• The input:
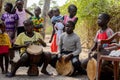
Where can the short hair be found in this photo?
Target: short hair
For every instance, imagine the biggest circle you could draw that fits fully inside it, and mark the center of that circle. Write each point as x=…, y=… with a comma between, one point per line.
x=71, y=23
x=72, y=5
x=2, y=24
x=28, y=21
x=106, y=16
x=56, y=9
x=9, y=4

• Directive:
Please update the material above by changing each "short hair" to "cropped hair" and keeping everything else unchanged. Leave out the pictures.

• Full response:
Where can the cropped hair be found in this photo?
Target: cropped hair
For every instance, imagine the biggest circle you could draw that fits fully inside it, and mark the center of that circle. Write each point as x=…, y=… with a comma between, one point per line.
x=71, y=23
x=72, y=5
x=2, y=24
x=28, y=21
x=106, y=16
x=56, y=9
x=9, y=4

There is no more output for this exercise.